> **Goal**
Output the records verbatim, starting at their first line and ending at the line that contains "[[[97,179],[74,179],[74,183],[78,189],[97,189]]]", with both of those lines included. Leave the pictures out.
--
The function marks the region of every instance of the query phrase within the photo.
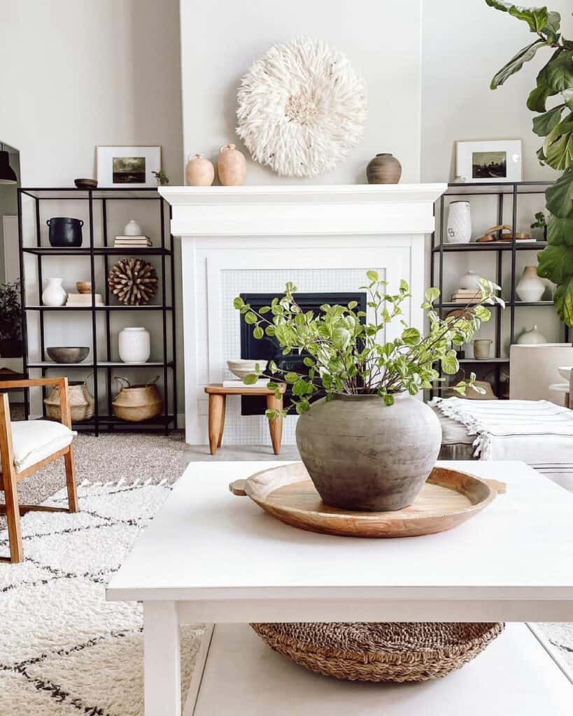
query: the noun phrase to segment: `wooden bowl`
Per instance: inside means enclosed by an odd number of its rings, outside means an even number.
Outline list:
[[[97,179],[74,179],[74,183],[78,189],[97,189]]]
[[[91,281],[77,281],[76,289],[77,289],[78,294],[91,294],[92,282]]]

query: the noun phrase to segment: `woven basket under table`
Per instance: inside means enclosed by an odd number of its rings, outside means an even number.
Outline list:
[[[425,681],[476,657],[502,622],[253,624],[269,647],[311,671],[349,681]]]

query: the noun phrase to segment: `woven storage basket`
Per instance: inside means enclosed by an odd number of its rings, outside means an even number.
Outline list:
[[[501,622],[254,624],[269,647],[311,671],[349,681],[425,681],[471,661]]]

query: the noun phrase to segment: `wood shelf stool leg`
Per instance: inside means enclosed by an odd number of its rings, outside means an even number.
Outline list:
[[[24,559],[24,548],[7,393],[0,393],[0,460],[2,465],[1,482],[6,502],[8,541],[10,543],[10,561],[21,562]]]
[[[267,395],[266,407],[269,410],[282,410],[282,396],[279,398],[276,398],[274,395]],[[281,452],[281,440],[282,440],[281,415],[269,421],[269,431],[271,433],[273,451],[275,455],[279,455]]]
[[[215,455],[223,438],[225,422],[225,398],[216,393],[209,394],[209,450]]]
[[[74,464],[74,448],[69,446],[69,450],[64,455],[64,464],[66,466],[66,487],[67,488],[67,503],[70,512],[80,512],[77,504],[77,492],[76,490],[76,468]]]
[[[219,439],[217,440],[217,448],[221,448],[223,440],[223,430],[225,427],[225,412],[227,410],[227,396],[223,396],[223,416],[221,419],[221,430],[219,430]]]

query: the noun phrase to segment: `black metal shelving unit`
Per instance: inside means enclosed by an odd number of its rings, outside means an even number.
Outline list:
[[[34,202],[34,216],[35,223],[35,244],[24,244],[24,227],[23,219],[23,200],[32,200]],[[77,248],[64,248],[47,245],[42,240],[42,202],[45,200],[78,201],[87,203],[88,221],[87,233],[89,246]],[[121,201],[153,201],[158,204],[159,214],[159,245],[150,248],[130,249],[126,248],[115,248],[109,245],[108,239],[108,202]],[[165,211],[167,207],[168,211]],[[95,211],[101,211],[101,236],[100,241],[96,245],[94,217]],[[24,342],[24,374],[29,376],[30,370],[39,370],[42,377],[47,374],[48,371],[57,370],[62,374],[72,370],[85,370],[89,369],[93,372],[95,412],[94,416],[88,420],[74,424],[74,428],[78,430],[85,430],[94,432],[98,435],[102,430],[128,430],[130,432],[164,432],[167,434],[171,430],[177,429],[177,366],[176,366],[176,331],[175,314],[175,271],[173,266],[173,237],[169,230],[171,218],[170,206],[158,193],[156,189],[77,189],[75,188],[38,188],[18,189],[18,238],[19,246],[20,276],[21,277],[21,305],[23,314],[22,337]],[[155,239],[155,237],[154,237]],[[37,269],[38,286],[39,287],[39,304],[29,304],[27,299],[26,275],[24,256],[30,255],[36,258]],[[95,305],[96,290],[96,261],[103,262],[103,273],[107,279],[110,268],[110,258],[119,256],[157,256],[159,258],[160,266],[159,289],[158,296],[160,303],[146,304],[145,306],[123,306],[112,303],[110,289],[107,280],[104,281],[105,301],[103,306]],[[92,282],[92,304],[86,306],[49,306],[42,305],[42,258],[46,256],[85,256],[90,258],[90,274]],[[92,329],[92,351],[91,361],[89,362],[62,364],[54,363],[50,361],[30,361],[28,355],[28,326],[27,317],[30,312],[35,312],[39,317],[39,343],[41,355],[45,355],[44,316],[47,312],[80,312],[89,314],[91,319]],[[147,311],[160,312],[162,317],[162,352],[161,359],[148,361],[140,364],[125,364],[120,361],[112,360],[110,314],[114,312],[124,311],[126,313],[139,313]],[[98,359],[97,319],[102,315],[105,324],[105,359]],[[140,368],[157,368],[163,377],[163,413],[152,420],[143,422],[130,422],[121,420],[112,415],[112,374],[116,368],[127,368],[138,370]],[[105,374],[105,397],[107,402],[107,414],[100,412],[98,397],[101,372]],[[169,390],[169,379],[170,377],[170,391]],[[44,392],[43,397],[45,397]],[[43,403],[42,403],[43,405]],[[29,416],[30,401],[29,391],[24,393],[24,414],[27,420]],[[45,415],[45,407],[43,407]]]
[[[509,310],[509,343],[515,342],[515,318],[516,309],[522,306],[553,306],[552,301],[537,301],[534,302],[519,301],[516,294],[516,285],[517,277],[516,276],[516,263],[517,253],[521,251],[539,251],[544,248],[547,243],[546,241],[526,241],[521,242],[515,238],[518,231],[517,216],[518,203],[519,198],[532,194],[544,194],[545,190],[550,185],[549,182],[516,182],[516,183],[467,183],[463,184],[451,183],[448,185],[448,190],[443,194],[436,202],[435,214],[438,220],[437,231],[432,234],[431,240],[431,258],[430,263],[430,284],[436,286],[440,289],[440,298],[435,303],[440,316],[443,316],[444,312],[451,311],[453,309],[463,307],[463,304],[455,303],[443,300],[444,289],[444,265],[446,256],[450,253],[464,253],[466,251],[476,251],[479,253],[488,252],[494,254],[496,260],[496,283],[504,289],[506,286],[503,286],[503,268],[504,258],[509,256],[511,262],[510,274],[510,289],[506,290],[506,306]],[[513,240],[511,241],[495,242],[488,243],[446,243],[444,241],[446,221],[445,212],[446,208],[446,200],[448,198],[466,198],[469,200],[470,197],[477,196],[492,196],[496,198],[497,218],[495,221],[496,224],[503,224],[504,203],[509,202],[511,211],[511,233]],[[492,221],[492,223],[494,222]],[[507,222],[509,224],[509,223]],[[436,266],[437,264],[437,266]],[[438,283],[436,284],[436,274]],[[493,317],[495,321],[495,339],[494,339],[494,357],[488,360],[477,360],[473,358],[464,358],[460,360],[462,365],[483,366],[490,365],[492,369],[495,370],[496,385],[494,391],[496,395],[499,395],[501,384],[501,372],[503,367],[509,366],[509,358],[501,355],[502,352],[502,311],[501,306],[490,306],[493,308]],[[567,326],[564,329],[564,340],[569,342],[569,329]]]

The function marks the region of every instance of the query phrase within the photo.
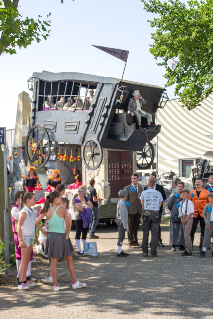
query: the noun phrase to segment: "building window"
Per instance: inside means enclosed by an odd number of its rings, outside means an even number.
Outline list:
[[[192,172],[192,166],[197,166],[201,159],[191,159],[181,160],[181,175],[182,177],[189,178]]]

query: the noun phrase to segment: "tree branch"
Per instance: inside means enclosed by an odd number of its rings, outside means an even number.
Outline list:
[[[19,0],[13,0],[13,2],[12,2],[12,5],[14,8],[16,9],[18,8],[18,2],[19,2]]]
[[[9,7],[9,5],[11,4],[11,2],[9,0],[3,0],[3,2],[5,9],[8,8]]]

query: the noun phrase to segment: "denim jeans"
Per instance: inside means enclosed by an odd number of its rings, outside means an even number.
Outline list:
[[[89,225],[89,234],[94,235],[95,232],[95,229],[98,224],[98,208],[93,207],[91,209],[92,213],[92,222]]]

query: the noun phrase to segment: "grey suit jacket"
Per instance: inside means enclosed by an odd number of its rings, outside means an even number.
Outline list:
[[[142,104],[146,104],[147,103],[147,102],[143,98],[142,98],[142,100],[141,99],[138,99],[138,100],[139,101],[139,103],[141,106],[141,109],[143,110]],[[136,101],[135,101],[134,98],[131,98],[131,99],[129,99],[129,104],[128,104],[127,108],[130,112],[134,112],[134,111],[136,110],[137,109]]]
[[[129,185],[124,187],[124,189],[127,191],[127,195],[126,200],[129,202],[129,206],[128,207],[128,211],[129,214],[136,215],[138,211],[140,215],[142,213],[142,207],[140,199],[138,199],[138,193],[137,189],[135,191],[131,191],[130,188],[132,187],[132,185]],[[143,191],[143,188],[138,186],[138,193],[141,194]]]

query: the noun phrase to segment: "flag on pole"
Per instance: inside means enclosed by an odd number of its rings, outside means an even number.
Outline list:
[[[98,46],[97,45],[93,45],[95,48],[102,50],[104,52],[105,52],[108,54],[113,55],[120,60],[122,60],[124,62],[126,62],[129,54],[129,51],[126,51],[126,50],[119,50],[119,49],[112,49],[112,48],[106,48],[104,46]]]
[[[169,59],[167,60],[167,65],[172,70],[173,72],[175,69],[175,68],[178,65],[178,61],[175,61],[175,60],[172,60],[171,59]]]

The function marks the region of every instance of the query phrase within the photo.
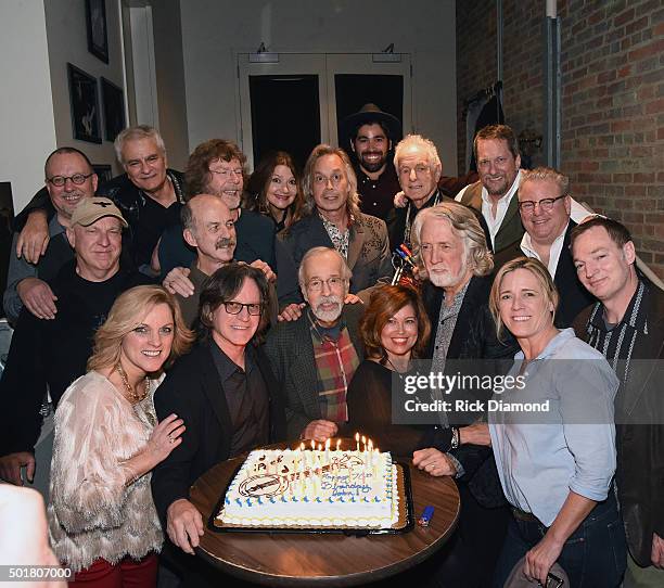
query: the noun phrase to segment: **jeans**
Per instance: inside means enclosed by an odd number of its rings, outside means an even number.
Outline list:
[[[516,562],[534,548],[548,528],[538,522],[516,520],[498,559],[494,588],[502,588]],[[627,542],[613,493],[599,502],[565,541],[558,563],[570,578],[569,588],[615,588],[627,565]]]

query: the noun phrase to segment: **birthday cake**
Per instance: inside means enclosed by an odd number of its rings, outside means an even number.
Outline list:
[[[390,453],[256,450],[230,483],[217,521],[237,527],[390,528],[398,501]]]

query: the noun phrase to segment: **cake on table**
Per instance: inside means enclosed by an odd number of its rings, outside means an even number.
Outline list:
[[[258,449],[231,481],[216,523],[231,527],[390,528],[398,520],[387,452]]]

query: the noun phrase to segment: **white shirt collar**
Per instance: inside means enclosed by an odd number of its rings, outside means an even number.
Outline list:
[[[563,229],[562,233],[560,233],[553,240],[553,243],[551,243],[551,250],[549,251],[549,264],[547,266],[551,280],[556,278],[556,270],[558,269],[558,261],[560,260],[560,254],[562,253],[563,243],[565,242],[565,232],[567,231],[570,222],[567,221],[567,225]],[[541,261],[539,255],[533,246],[531,235],[527,232],[524,232],[523,238],[521,239],[521,251],[526,257],[534,257],[535,259],[539,259]]]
--
> **Complete response**
The function marks the region of every instance of the query phrase within the photo.
query: the noun phrase to segment: `wooden bowl`
Per instance: inside means enclosed by an odd number of its rings, outside means an even number.
Outline list:
[[[97,179],[74,179],[74,183],[78,189],[97,189]]]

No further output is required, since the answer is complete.